Zuallererst sollte die Anmeldung via Konsole sichtbar sein. Ansonten besteht keine Verbindung und die Mühe ist für die Katz. Wichtig: 115200 Baud einstellen, sonst labert der Switch polnisch rückwärts.

Dann muss man den Switch zurücksetzen, wozu man KEIN Passwort braucht. An der Vorderseite des Switches befindet sich ein Reset - Button, den man mit einer Nadel drücken muss. Diesen kurz gedrückt halten. Dann muss man, während des erneuten Bootvorganges Escape drücken. Dies muss passieren, bevor er irgendetwas lädt, sonst geht er nicht mehr zum Boot-Prompt sondern ignoriert die Eingabe.

* Eingabezeilen *
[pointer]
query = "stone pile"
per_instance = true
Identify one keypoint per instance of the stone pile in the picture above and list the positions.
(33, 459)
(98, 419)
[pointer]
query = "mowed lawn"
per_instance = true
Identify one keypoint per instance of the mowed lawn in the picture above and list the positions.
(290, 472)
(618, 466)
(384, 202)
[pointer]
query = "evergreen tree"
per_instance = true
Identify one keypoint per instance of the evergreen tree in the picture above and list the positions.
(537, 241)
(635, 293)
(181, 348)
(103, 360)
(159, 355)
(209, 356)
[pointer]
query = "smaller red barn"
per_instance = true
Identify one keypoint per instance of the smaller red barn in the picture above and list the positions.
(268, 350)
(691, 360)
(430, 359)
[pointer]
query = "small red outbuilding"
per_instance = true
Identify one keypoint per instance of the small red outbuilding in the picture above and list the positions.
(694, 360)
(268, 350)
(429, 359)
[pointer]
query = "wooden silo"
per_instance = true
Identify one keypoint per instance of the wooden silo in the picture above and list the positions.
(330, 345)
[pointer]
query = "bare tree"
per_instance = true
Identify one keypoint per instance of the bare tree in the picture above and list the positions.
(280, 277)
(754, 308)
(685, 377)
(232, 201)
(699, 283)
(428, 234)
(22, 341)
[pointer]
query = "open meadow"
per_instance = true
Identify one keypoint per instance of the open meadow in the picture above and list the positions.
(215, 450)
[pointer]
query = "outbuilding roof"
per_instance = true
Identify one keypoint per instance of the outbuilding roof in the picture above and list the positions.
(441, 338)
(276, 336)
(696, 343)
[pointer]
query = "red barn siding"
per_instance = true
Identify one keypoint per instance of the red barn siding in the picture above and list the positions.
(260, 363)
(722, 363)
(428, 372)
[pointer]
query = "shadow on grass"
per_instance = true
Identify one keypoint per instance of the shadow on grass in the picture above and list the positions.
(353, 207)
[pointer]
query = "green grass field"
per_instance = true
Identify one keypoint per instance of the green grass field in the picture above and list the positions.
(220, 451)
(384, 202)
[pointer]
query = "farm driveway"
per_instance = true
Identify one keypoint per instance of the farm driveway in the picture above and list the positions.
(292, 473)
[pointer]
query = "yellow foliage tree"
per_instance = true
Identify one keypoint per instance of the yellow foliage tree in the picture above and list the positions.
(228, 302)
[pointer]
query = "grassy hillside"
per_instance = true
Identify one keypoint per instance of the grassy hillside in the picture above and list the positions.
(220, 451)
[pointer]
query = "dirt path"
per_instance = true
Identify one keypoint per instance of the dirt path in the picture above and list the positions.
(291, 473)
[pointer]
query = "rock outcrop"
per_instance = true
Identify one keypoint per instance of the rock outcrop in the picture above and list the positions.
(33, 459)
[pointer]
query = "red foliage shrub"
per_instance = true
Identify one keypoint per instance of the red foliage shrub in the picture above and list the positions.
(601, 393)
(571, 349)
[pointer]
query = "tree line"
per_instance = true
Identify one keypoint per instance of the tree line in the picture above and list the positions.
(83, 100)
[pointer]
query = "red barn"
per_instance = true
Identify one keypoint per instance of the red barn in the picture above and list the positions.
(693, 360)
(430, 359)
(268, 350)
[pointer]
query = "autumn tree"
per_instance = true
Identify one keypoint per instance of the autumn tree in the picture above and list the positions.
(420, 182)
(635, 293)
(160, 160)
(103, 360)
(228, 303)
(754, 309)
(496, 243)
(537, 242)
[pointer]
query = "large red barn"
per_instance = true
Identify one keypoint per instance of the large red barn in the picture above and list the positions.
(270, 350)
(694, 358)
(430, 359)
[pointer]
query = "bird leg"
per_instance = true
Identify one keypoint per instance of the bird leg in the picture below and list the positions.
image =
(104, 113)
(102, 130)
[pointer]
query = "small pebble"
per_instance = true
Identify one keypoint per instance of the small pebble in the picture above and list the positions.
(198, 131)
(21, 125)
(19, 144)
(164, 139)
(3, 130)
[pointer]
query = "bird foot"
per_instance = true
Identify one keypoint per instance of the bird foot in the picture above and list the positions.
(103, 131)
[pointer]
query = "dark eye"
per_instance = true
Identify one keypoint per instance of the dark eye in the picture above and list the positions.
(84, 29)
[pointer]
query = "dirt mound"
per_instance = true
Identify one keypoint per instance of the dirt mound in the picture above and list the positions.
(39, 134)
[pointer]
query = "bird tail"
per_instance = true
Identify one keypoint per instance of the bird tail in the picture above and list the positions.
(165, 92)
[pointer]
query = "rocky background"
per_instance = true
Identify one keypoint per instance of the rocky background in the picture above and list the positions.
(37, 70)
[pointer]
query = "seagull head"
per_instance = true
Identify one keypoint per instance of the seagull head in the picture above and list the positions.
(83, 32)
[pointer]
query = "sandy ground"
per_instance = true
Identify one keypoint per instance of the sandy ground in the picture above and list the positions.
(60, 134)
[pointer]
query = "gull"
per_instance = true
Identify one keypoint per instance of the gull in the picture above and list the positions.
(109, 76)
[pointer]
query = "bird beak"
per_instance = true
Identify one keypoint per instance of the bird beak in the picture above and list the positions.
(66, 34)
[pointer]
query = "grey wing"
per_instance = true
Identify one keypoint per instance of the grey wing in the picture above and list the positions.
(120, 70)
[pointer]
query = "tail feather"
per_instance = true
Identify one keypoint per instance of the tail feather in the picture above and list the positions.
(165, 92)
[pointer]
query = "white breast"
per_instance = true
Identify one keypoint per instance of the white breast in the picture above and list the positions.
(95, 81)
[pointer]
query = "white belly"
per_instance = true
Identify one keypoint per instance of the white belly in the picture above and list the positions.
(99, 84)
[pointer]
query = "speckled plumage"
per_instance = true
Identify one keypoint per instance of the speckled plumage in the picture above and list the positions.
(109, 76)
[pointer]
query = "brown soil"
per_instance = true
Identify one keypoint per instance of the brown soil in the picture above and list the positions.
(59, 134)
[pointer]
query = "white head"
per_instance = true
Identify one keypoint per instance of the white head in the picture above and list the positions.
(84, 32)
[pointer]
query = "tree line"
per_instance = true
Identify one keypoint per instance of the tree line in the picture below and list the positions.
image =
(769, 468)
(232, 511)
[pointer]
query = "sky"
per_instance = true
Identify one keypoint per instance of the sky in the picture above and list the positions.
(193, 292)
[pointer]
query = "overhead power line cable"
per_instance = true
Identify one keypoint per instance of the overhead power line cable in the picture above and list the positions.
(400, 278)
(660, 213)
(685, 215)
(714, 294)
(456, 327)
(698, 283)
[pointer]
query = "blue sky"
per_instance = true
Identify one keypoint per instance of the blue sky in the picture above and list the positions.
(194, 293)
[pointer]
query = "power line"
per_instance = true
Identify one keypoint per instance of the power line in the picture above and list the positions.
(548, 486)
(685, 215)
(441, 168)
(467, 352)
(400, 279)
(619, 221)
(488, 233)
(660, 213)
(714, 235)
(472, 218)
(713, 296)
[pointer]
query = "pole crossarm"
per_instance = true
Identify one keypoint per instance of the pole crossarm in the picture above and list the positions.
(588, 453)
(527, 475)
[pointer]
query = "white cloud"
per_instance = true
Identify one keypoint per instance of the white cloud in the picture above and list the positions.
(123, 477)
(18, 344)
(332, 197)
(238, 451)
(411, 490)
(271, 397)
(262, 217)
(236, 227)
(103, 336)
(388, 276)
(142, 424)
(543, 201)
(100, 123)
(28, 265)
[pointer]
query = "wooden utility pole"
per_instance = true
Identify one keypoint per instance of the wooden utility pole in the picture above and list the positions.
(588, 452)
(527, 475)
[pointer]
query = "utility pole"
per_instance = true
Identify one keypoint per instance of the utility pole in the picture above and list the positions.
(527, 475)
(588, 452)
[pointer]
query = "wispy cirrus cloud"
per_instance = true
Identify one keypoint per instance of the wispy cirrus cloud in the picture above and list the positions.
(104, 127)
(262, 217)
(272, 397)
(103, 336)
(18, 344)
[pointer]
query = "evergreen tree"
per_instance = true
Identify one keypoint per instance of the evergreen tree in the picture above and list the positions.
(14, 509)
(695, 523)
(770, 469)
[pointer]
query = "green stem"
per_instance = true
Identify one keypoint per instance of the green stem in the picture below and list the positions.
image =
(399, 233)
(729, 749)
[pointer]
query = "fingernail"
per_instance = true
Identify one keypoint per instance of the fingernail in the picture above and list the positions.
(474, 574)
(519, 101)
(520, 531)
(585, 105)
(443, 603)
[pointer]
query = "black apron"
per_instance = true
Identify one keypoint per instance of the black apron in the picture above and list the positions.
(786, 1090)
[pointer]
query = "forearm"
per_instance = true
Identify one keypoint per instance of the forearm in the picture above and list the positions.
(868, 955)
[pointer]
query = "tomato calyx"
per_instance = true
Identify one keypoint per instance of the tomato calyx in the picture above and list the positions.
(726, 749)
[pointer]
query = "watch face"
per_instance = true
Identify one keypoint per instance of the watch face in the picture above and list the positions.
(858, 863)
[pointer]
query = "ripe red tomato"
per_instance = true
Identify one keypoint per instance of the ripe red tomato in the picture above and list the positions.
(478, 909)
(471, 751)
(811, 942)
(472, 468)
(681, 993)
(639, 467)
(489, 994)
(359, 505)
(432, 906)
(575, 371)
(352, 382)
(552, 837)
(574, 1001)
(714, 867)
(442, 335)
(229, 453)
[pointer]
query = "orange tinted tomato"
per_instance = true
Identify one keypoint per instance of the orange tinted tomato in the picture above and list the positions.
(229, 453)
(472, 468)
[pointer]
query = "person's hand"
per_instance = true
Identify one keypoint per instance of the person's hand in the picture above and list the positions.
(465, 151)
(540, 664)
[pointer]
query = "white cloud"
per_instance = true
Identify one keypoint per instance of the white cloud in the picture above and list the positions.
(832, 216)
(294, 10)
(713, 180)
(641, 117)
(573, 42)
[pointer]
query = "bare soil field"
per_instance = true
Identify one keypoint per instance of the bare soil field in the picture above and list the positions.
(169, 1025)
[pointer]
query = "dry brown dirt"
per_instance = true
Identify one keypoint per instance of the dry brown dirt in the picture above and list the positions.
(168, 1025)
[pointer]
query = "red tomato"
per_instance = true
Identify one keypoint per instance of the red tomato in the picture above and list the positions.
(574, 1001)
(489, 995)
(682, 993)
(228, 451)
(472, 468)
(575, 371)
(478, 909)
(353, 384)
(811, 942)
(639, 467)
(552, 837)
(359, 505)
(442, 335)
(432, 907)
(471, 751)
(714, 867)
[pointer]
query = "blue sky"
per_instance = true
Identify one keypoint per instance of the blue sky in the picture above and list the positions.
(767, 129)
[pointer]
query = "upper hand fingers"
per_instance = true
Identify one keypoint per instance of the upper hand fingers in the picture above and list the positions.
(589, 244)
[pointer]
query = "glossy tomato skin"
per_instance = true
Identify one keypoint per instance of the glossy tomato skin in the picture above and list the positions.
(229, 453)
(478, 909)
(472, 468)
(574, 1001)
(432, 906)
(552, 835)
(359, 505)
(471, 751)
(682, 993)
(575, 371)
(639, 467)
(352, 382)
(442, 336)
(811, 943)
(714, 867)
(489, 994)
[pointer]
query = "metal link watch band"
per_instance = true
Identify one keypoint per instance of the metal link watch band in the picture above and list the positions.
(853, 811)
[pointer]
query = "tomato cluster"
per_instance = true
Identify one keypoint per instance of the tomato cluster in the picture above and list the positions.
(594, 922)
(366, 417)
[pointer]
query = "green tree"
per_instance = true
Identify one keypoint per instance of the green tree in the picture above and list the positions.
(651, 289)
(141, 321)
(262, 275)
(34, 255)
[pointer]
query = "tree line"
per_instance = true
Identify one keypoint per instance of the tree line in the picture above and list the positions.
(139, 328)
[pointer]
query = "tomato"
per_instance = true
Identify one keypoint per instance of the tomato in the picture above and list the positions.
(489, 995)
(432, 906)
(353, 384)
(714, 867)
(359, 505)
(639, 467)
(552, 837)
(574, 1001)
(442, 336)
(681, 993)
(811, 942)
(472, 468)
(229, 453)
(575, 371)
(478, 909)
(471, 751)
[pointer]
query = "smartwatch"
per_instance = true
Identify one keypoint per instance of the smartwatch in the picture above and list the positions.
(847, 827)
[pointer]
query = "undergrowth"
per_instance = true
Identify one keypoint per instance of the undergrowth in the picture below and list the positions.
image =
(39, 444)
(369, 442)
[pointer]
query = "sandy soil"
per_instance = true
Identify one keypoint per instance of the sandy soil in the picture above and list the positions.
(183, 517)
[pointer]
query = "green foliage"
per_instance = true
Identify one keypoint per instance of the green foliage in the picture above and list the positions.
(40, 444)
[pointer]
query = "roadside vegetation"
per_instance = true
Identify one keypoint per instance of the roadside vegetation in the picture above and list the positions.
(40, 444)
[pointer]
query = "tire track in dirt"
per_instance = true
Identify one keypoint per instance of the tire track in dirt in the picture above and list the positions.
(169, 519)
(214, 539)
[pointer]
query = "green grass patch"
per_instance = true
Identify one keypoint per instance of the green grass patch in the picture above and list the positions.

* Zu erledigende Aufgaben *
1. Gib an, wie viele der Zeilen oben die Zeichenfolge „face“ enthalten, und nenne dabei nur die Zahl.
2. Setze den Text über das Zurücksetzen des Switches nach seinem letzten Satz fort.

* Ergebnisse je Aufgabe *
1. 2

2.
Anschließend findet man den Prompt vor:
Boot>

Hier kann man "help" eintippen zum gucken. Da wir ihn resetten wollen, tippen wir den in der Hilfe gezeigten Befehl "rstcon" ein. Anschließen startet der Switch neu. Falls er nicht neustarten sollte, "boot 1" eintippen.

Zu guter letzt ist der Standard - User "admin" mit leerem Passwort zu bestätigen. Fertig.

Ich hoffe, ich konnte irgendjemanden noch helfen damit, weil manch einer ja noch alte Hardware rumliegen hat und sie vielleicht nutzen will.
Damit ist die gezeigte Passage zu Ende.